**Set problem**
In the thread below on path syntax for YAML, what does the writer call the only real "big" blemish in XPath?

**Document section**
On Fri, Mar 08, 2002 at 01:53:47PM -0500, Oren Ben-Kiki wrote:
| Rolf Veen has asked why use '/' for separating path segments. Good question.
| I did it "for historical reasons" - people are just used to it for "paths".
| At any rate, the choice of characters is less important than the basic
Also, from a regex perspective, the slash '/' is traditionally
used as a top level separator, s/this/that/g
| > Hmm. I think we could use  as the existence test (like XPATH).
| I think RegExps already have a syntax for that. One reason I think we should
| base YAPTH on regexps - just tailor the matching operators with graph paths
| - is that many issues were already hashed to death in regexps. Existance
| test is one. I don't have the perl book handy at home; I suspect that
| looking at the regexp section there would be very educational.
As much as I'd love to do that, I think that it would
be a big research project. I'd rather have two libraries,
the first is a simple incremental path syntax, and the second
is regular expressions where we can use an existing library like
the wonderful perl compatible regular expression library (pcre).
The other thing is that regular expressions are very poor with
arithemetic operations and if we want YAML to be used for business
(accounting, bookkeeping, timekeeping) we want to have a full suite
of mathematical operators (preferably using an existing library).
Thus, I'd like to distinguish between a few "sub-parts" of YPATH:
1. The path segment approach, graph oriented navigation,
primarly based on key values.
2. Regular expressions, primarly applied on the *contents*
of a particular leaf node. Most map keys will be fixed by
a schema, thus using regular expressions on them make little
sense... however, built-in regex support for leaves is cool.
3. Full support for boolean and arithemetic operations.
To this end, I was thinking the path sement approach could
largly borrow from XPath. IMHO, Xpath is one of the big
successes of the W3C and we'd do best to emulate it rather
than invent our own. For what it does, XPath is amazing.
Furthermore, many people know it. Now... that said the only
real "big" blemish in XPath is the set-equivalence operator,
which is denoted = and is true when two node sets have one
or more overlapping nodes. This is not intuitive, the operator
is good, but using the '=' indicator is a poor choice at best.
XPath distinguishes between (1) and (3) by using the
predicate notation . IMHO, this will work wonderfully.
When I get time (in a week or so), I'll map out the
archecture of an XPath processor... and how it could
be modified for YPath.
| > I was thinking that /xxx would only match on keys and
| > not on values. If you want ot match on values, I think
| > using the exists operator would be ideal.
| There is a difference between matching the value and matching the key that
| has that value...
Absolutely. Keys will be rather "static" and we don't
need regular expressions for them. Values, on the other
hand, are exactly what pcre is made forr! Since they
are leaf values... we can use pcre directly without
| > # /two matches "world"
| > ---
| > one: hello
| > two: world
| > ...
| If so, what matches "two"? I agree there's an ambiguity...

**Material**
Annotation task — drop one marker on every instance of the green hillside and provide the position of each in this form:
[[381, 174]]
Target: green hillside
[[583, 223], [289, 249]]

**Result of this exercise**
The set-equivalence operator, written as =, which is true when two node sets have one or more overlapping nodes.